» Required action: Give back the full data, retyped precisely.

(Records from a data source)

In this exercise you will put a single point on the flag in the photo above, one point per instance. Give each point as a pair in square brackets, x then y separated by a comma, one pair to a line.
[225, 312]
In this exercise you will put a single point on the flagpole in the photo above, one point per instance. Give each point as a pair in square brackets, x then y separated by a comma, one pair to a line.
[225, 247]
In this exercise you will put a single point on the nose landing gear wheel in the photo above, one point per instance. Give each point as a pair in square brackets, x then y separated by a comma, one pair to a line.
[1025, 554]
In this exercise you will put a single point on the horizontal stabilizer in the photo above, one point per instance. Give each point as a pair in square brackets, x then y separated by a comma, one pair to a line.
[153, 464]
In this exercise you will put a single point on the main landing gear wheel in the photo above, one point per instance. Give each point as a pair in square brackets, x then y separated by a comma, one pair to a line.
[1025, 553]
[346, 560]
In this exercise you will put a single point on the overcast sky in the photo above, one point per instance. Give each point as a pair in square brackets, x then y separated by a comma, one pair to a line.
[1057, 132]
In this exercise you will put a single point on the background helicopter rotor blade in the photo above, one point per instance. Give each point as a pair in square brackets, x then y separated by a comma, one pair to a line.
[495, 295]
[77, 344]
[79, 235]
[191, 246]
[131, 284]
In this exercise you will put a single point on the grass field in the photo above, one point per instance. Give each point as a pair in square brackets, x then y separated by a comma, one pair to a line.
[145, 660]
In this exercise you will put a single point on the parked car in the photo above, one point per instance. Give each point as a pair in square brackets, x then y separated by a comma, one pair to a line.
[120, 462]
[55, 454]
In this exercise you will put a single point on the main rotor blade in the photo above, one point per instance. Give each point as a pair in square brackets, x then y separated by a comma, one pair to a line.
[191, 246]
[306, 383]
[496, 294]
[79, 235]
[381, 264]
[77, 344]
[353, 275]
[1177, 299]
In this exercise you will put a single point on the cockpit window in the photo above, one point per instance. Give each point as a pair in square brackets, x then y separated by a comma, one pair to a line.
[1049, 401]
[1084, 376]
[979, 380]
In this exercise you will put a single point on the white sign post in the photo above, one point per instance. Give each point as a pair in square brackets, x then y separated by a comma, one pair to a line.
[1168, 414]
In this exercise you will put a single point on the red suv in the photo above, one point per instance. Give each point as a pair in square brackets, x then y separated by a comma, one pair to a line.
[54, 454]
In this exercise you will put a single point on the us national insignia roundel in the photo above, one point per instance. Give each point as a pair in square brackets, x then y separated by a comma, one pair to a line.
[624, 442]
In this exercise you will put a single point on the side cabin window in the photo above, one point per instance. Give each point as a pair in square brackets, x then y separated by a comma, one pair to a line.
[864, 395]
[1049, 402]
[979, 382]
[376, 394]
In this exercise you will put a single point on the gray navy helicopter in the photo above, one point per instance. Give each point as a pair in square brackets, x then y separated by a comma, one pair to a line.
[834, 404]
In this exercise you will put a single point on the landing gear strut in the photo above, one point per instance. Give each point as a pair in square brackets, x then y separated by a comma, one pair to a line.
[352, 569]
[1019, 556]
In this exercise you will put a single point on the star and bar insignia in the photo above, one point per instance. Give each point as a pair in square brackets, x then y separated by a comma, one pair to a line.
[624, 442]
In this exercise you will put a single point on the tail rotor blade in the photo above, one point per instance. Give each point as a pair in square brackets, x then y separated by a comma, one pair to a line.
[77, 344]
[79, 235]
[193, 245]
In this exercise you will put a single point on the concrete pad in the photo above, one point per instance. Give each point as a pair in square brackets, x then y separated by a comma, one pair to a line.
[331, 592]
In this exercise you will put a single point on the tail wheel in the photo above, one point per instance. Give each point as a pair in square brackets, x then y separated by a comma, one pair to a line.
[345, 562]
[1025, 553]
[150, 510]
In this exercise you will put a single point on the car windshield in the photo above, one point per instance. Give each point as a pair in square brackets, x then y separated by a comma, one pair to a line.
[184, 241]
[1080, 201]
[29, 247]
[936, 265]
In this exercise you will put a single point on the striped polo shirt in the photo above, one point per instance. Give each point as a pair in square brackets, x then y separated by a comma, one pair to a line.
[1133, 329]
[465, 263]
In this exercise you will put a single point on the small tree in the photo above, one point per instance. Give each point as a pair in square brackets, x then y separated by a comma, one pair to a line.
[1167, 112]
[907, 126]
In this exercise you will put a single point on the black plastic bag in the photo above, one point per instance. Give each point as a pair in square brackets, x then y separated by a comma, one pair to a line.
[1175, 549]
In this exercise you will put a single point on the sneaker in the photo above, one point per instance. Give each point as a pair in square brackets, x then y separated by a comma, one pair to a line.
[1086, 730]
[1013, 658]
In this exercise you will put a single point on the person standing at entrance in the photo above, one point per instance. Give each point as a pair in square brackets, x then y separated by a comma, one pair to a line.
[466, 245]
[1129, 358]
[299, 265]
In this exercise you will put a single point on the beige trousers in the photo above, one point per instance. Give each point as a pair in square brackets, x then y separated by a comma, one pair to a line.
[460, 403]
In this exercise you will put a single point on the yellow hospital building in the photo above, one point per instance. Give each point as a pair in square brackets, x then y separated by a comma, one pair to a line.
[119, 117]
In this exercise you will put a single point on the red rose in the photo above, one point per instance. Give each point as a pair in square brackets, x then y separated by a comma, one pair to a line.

» Answer below:
In this exercise you will put a single point on the flag in the photo above, one point per instance. Give each point as a pair in square brackets, x then y separated by a comma, one pair to a line.
[225, 312]
In this exercise you will put a single point on the flagpole in the photo above, one point per instance. Give each point as a pair in square brackets, x then y separated by a comma, one pair to a line.
[225, 247]
In this exercise you will put a single point on the nose landing gear wheel in the photo above, one point per instance. Give each point as a pair in square brackets, x then y separated by a comma, one pair to a line.
[1025, 554]
In this exercise you will put a single point on the horizontal stabilizer in the photo above, one point per instance. Give each point as a pair in square brackets, x then y separated by a comma, one pair to a line.
[153, 464]
In this exercise you will put a single point on the main landing gear wheel in the photo above, one point per instance. Give each point as a pair in square brackets, x then y separated by a comma, one pair to a line.
[1025, 553]
[346, 560]
In this exercise you will put a single point on the overcast sky in the photo above, one point per instance. Give each point as a pair in square brackets, x then y separated by a comma, one pair to a line.
[1057, 132]
In this exercise you will put a single point on the background helicopter rotor blade in the photo above, one point per instance. Give each point as a pair in square brackets, x then y separated by a comma, one pair to a line.
[495, 295]
[77, 344]
[79, 235]
[191, 246]
[131, 284]
In this exercise you will put a single point on the grass field in the photo above, one point per instance. Give each point as a pair in square brackets, x then y separated by a comma, one pair to a line.
[145, 660]
In this exercise you will put a single point on the parked car in the photo above, one point per instance. Give each point as a pair in square brackets, x then y separated by a comma, one pair to a line.
[120, 462]
[55, 454]
In this exercise you will put a single point on the main rotor blade in the photo above, one point per instance. Give each point as a pair in square brackets, x then y separated by a comma, one pair to a line.
[191, 246]
[306, 383]
[496, 294]
[79, 235]
[381, 264]
[77, 344]
[353, 275]
[1177, 299]
In this exercise you will put a single point on the cockpit window in the photo above, one point per instance. Give each point as a pair in square brackets, x then y separated by a comma, one pair to a line.
[1049, 401]
[1084, 376]
[979, 380]
In this exercise you will put a single point on the white sign post in the photo above, one point per instance. Give each point as a pair in square brackets, x then y separated by a comma, one pair to a line.
[1168, 414]
In this exercise you will put a single point on the red suv in the photo above, one point per instance. Give each point as a pair in square brackets, x then y separated by a comma, one pair to a line.
[54, 454]
In this exercise you will put a single point on the us national insignia roundel in the photo above, one point per instance. Give each point as a pair in square brackets, x then y separated by a comma, one pair to a line.
[624, 442]
In this exercise you will put a single point on the side cabin window in the photo above, one point per instance. Give each point as a pair in square brackets, x then y separated by a comma, one pair to a line.
[864, 395]
[1049, 402]
[979, 382]
[376, 394]
In this exercise you will put a single point on the gray navy helicopter in the photo above, one point per instance. Give each point as a pair in square brackets, x then y separated by a comma, one pair to a line.
[834, 404]
In this exercise you will put a single point on the landing gear strut in the photo above, one point per instance. Give each point as a pair in square brackets, x then y separated by a comma, one pair to a line.
[352, 569]
[1019, 556]
In this exercise you will put a single point on the star and bar insignia in the photo above, one point per instance. Give each point as a pair in square brackets, x then y separated by a comma, one pair to a line.
[624, 442]
In this exercise you will put a single point on the tail rotor blade in the photo above, one point per instance. Give each point as a pair in square brackets, x then y separated by a comma, one pair to a line.
[77, 344]
[79, 235]
[193, 245]
In this exercise you will put a single point on the concrete pad in the photo above, one point per instance. Give each point as a pair in square brackets, x then y separated by a comma, one pair to a line.
[331, 592]
In this exercise you will put a single point on the tail wheel in the photo above, one point per instance. Give each point as a pair in square brackets, x then y separated by a comma, one pair to a line.
[345, 562]
[1025, 553]
[150, 510]
In this exercise you will put a single point on the car windshield in the photo above, one point per instance. Give each point as a pair in square brackets, x then y separated by a comma, one pair to a line.
[184, 241]
[1080, 201]
[29, 247]
[936, 265]
In this exercise you will put a single point on the striped polo shirt in the photo above, one point per instance. Give each point as a pair in square brackets, x then y separated by a comma, one pair to a line.
[1133, 329]
[465, 263]
In this exercise you will put a single point on the small tree in the photo above, one point per instance. Give each point as a pair in square brackets, x then y separated by a comma, one pair to a line.
[1167, 112]
[907, 126]
In this exercise you will put a single point on the black plastic bag in the photo above, one point per instance. Give each point as a pair in square brackets, x then y separated by a comma, one pair to a line.
[1175, 549]
In this exercise you will put a single point on the sneaker in the photo above, one point per instance. Give each point as a pair in square brackets, x then y separated by a comma, one pair to a line.
[1086, 730]
[1013, 658]
In this exercise you will put a single point on the person standing at entrance in the photo above, one point per instance. Give each point as a pair in square brackets, x then y separated by a comma, one pair to a line.
[466, 245]
[1129, 358]
[299, 265]
In this exercise you will put a single point on the beige trousers in the photo above, one point per instance. Give each point as a pair in square brackets, x then y separated by a comma, one pair to a line.
[460, 403]
In this exercise you will put a single point on the yellow hospital building in the photo above, one point per instance. Give each point as a pair in square brackets, x then y separated by a comma, one pair to a line.
[119, 117]
In this exercise you will put a single point on the red rose in the photo above, one point per instance. Give each point as a pair in square brackets, x then y separated by a comma, one pair to a line.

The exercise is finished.